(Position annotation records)
>>>

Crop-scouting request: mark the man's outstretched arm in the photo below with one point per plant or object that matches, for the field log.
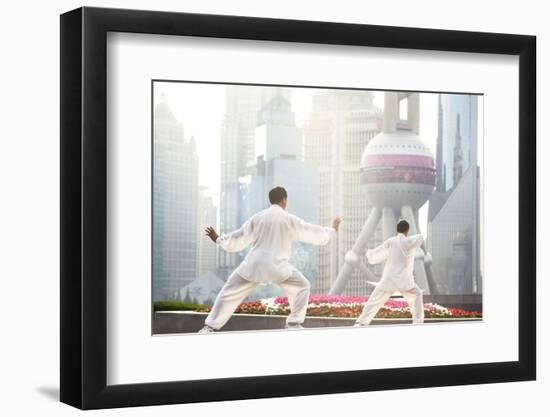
(235, 241)
(379, 253)
(314, 234)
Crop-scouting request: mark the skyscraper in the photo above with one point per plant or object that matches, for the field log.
(454, 209)
(242, 106)
(175, 187)
(336, 132)
(206, 249)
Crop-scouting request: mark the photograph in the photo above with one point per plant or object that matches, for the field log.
(280, 207)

<<<

▶ [Problem to work on]:
Reproduce all of the material exactly, apart from the pictures.

▶ [Exercise answer]:
Crop-scouting request: mark the man's outstretched arm in the photo below with one point per plant or object that matches, for the field log.
(235, 241)
(379, 253)
(314, 234)
Crop-scouting request: mark the skyscraper in the photo above with one point per plant or object that matches, for the field log.
(454, 209)
(242, 106)
(175, 187)
(336, 132)
(206, 249)
Crop-scouting request: mark the photograph in the photo above with one point per plant or object that matches, for the field log.
(280, 207)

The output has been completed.